Excerpted text:
►

This week in Kerala, southern India, the first ever student and young people’s palliative care conference is taking place. It is called STUDENTSPALCON 2015. The impetus has come from the ever-resourceful Institute of Palliative Medicine in Kozhikode, and the associated Neighbourhood Networks in Palliative Care.
The conference website states:
“Critical engagement with the idea of youth involvement in palliative care is timely given its scope and the expanding palliative care needs of the society. The conference will see the participation of student volunteers and eminent figures in palliative care from around the world to educate, help replicate and improve the models of youth involvement in palliative care. The conference will feature oral presentations, interactive sessions and discussions by experts on the theme and will also have related competitions and contests”.
I was delighted to learn of this development and to be asked to send a message to the conference, which is reproduced in part below. All of us at the Glasgow End of Life Studies Group wish the students and the conference well and we look forward to learning more about the discussions and outcomes. And of course the pages of this blog are open to those involved who may wish to contribute their thoughts.
Annoucing the conference at student meeting
Message to the conference
In November 2004 I attended the first workshop on community participation in palliative care, held in Manjeri in northern Kerala. It was a transformative experience. The conference ranged over conceptual issues about the nature of community, the role of public health and primary care approaches in supporting communities, and the specific experience of the Neighbourhood Networks in Palliative Care that were then gathering momentum.
An abiding memory of the workshop was the presence everywhere of students and young people. The opening session was introduced by a local undergraduate. There were various poster presentations and information to be seen about ‘Palliative Care on Campus’. In the breaks there were lively conversations with young people about their interest in care for older and disadvantaged people. Indeed, throughout the meeting there was a sense of engagement with community participation, palliative care, questions of social action and support – and how younger people, and especially students, could become involved in these issues.

◄

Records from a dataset
►

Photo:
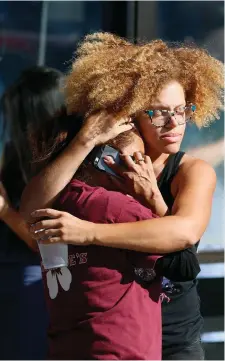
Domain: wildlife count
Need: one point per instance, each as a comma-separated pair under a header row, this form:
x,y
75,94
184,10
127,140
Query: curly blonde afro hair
x,y
123,78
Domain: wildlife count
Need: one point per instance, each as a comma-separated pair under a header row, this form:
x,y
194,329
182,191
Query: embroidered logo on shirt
x,y
62,276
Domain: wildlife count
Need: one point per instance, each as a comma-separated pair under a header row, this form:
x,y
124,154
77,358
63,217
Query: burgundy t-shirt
x,y
97,310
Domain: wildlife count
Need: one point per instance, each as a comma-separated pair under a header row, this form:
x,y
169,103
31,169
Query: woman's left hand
x,y
138,180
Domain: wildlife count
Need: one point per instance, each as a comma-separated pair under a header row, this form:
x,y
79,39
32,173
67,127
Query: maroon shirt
x,y
97,310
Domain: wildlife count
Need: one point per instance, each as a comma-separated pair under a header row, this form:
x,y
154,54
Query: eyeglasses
x,y
162,117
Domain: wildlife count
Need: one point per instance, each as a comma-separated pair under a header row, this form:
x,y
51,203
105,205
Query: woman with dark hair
x,y
34,97
161,87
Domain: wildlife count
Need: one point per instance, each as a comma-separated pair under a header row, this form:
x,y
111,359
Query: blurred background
x,y
46,33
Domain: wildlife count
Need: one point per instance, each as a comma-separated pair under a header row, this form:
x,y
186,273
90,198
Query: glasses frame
x,y
171,113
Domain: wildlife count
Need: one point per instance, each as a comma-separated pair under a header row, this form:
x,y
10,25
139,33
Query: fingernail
x,y
106,158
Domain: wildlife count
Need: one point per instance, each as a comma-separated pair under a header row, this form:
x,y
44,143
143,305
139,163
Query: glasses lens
x,y
189,111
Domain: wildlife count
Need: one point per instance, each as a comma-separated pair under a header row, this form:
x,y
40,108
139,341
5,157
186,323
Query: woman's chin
x,y
171,148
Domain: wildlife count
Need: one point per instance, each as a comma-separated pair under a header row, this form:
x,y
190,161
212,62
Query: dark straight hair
x,y
31,106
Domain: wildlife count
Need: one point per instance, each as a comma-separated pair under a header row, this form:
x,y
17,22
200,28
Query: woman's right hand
x,y
101,127
61,227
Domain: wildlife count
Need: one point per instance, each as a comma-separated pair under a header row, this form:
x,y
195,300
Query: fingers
x,y
128,161
126,126
47,212
45,224
138,157
46,234
118,169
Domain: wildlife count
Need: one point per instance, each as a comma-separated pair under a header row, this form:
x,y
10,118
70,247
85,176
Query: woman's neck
x,y
158,160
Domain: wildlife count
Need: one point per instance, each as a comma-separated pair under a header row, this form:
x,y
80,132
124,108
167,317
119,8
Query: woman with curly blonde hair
x,y
160,87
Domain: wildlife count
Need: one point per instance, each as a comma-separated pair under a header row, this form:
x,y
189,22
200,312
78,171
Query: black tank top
x,y
181,318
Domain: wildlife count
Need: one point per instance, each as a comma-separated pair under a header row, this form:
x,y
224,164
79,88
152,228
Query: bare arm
x,y
196,182
190,216
17,224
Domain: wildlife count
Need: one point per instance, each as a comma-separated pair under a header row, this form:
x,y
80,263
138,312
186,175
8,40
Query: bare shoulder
x,y
194,170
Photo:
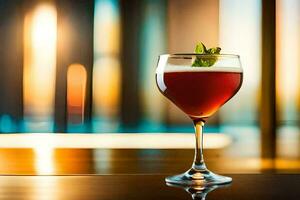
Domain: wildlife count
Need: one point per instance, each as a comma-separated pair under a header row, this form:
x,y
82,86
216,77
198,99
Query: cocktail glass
x,y
199,92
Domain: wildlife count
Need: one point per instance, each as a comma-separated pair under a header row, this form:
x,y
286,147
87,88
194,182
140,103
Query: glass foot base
x,y
198,177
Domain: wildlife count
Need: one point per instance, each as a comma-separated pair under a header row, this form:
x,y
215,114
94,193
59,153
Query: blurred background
x,y
88,66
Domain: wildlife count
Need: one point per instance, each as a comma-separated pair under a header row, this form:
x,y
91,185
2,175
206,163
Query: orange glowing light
x,y
76,90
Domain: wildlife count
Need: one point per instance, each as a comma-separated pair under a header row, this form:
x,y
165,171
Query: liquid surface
x,y
199,93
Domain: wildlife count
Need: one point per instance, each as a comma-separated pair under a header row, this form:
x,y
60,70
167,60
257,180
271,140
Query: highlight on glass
x,y
199,91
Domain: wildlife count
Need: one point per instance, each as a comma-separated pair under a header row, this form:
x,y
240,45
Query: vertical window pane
x,y
106,70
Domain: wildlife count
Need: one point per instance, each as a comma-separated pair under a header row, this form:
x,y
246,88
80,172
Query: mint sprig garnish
x,y
202,61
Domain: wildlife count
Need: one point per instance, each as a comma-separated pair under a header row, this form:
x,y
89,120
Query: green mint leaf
x,y
202,61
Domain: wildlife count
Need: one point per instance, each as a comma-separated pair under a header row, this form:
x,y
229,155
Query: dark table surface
x,y
137,187
42,172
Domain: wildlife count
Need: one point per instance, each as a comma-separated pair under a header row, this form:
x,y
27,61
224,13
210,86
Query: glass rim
x,y
201,55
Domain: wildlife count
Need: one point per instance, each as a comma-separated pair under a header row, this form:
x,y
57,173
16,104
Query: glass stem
x,y
198,158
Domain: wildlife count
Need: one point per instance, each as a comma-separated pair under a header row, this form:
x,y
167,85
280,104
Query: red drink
x,y
199,93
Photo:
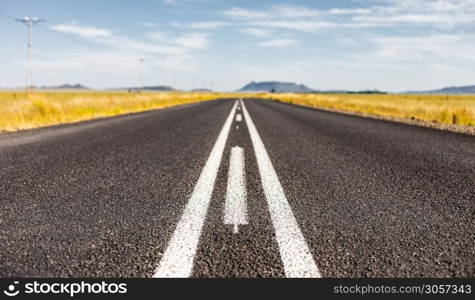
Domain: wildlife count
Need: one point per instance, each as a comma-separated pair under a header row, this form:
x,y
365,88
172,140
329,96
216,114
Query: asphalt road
x,y
324,194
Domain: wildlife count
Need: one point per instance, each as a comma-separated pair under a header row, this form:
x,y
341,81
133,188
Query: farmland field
x,y
20,111
444,109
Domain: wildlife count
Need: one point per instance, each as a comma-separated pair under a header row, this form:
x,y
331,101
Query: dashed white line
x,y
177,261
235,210
296,257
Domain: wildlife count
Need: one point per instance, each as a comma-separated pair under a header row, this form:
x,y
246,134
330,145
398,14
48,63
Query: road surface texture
x,y
237,189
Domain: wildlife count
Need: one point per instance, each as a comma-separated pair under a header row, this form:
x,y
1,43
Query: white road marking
x,y
177,261
235,210
294,252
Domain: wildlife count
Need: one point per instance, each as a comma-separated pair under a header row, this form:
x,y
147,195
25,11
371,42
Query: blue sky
x,y
392,45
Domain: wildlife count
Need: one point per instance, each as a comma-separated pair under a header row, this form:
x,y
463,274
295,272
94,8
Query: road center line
x,y
235,210
294,252
177,261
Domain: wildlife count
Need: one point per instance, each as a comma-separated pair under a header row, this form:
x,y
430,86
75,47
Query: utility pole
x,y
141,60
29,22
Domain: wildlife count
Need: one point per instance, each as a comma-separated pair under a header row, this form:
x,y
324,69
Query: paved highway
x,y
237,189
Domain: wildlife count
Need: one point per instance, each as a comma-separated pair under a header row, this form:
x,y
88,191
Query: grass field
x,y
453,109
19,111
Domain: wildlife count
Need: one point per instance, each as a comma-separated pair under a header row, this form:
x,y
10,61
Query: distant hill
x,y
469,89
275,86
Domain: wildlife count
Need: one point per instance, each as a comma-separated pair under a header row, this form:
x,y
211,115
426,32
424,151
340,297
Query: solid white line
x,y
235,210
177,261
294,252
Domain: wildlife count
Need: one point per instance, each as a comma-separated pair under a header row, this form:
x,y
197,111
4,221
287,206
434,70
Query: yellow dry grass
x,y
20,111
446,109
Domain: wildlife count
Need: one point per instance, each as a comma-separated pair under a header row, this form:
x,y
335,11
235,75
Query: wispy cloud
x,y
305,26
201,25
166,45
278,43
259,32
273,12
83,31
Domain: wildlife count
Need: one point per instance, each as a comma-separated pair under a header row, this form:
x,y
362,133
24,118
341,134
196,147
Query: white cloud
x,y
241,13
192,41
167,45
273,12
83,31
305,26
260,32
278,43
201,25
148,24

◄

What you will do:
1. According to the website quoted in the text on the student palliative care conference, why will student volunteers and eminent figures in palliative care take part in the conference? Answer in one to three sentences.
2. Go on with the text on the student palliative care conference from where it stops.

Responses by item number:
1. They will take part to educate and to help replicate and improve the models of youth involvement in palliative care.

2.
This was in stark contrast at that time to my experience of palliative care in the west. In western culture, hospice and palliative care had often been successful in capturing public interest, but support and volunteering had tended to come from the older age groups. It seemed a difficult challenge to look for ways to bring younger people into the palliative care community – aren’t they more focussed on the beginning rather the end of life, surely they are looking for more engaging ways to channel their energies and activities, why – with a whole life before you – would you want to think about mortality and death?
Recently I have seen how such assumptions can be misleading and how young people can become more involved in hospice and palliative care.
St Christopher’s Hospice was the first of its kind in Britain, and opened its doors in 1967. It has remained at the forefront of innovation and change over the years and in the last decade has done remarkable work with schools and young people in the deprived and multi-cultural area of South London that it serves. Bringing young people into the hospice for collaborative projects has not only had a significant effect on the young people themselves, it has also transformed the views of patients, families and staff. You can read more about it here – http://www.stchristophers.org.uk/public-education/schools-project
But student interest in palliative care is something new. It has enormous potential. I have recently seen how students studying health and social care can become enthused by the palliative care issue. Last semester I taught a course on end of life issues at the University of Glasgow in which we spent some time studying the Neighbourhood Networks in Palliative Care in Kerala. The students found it fascinating and were eager to understand why such a programme had not been developed here in Scotland. As one of them put it: ‘if there had been something like that on offer in Fresher’s Week, I would have jumped at it’.
Likewise, many medical, nursing and social work students are founding palliative care journal clubs and societies. There are growing numbers of students who travel around the world to undertake hospice and palliative care electives in order to understand how services work in other cultures and settings. A recent blog post by a USA – based arts and social science undergraduate who visited NNPC, tells a vivid story of new worlds unfolding and new insights gained – http://endoflifestudies.academicblogs.co.uk/discovering-palliative-care-in-kerala-by-athira-unni/
A member of my own family spent time in the Institute of Palliative Medicine in Kozhikode and was so inspired that he went on to study for a Masters and now PhD in global palliative care development.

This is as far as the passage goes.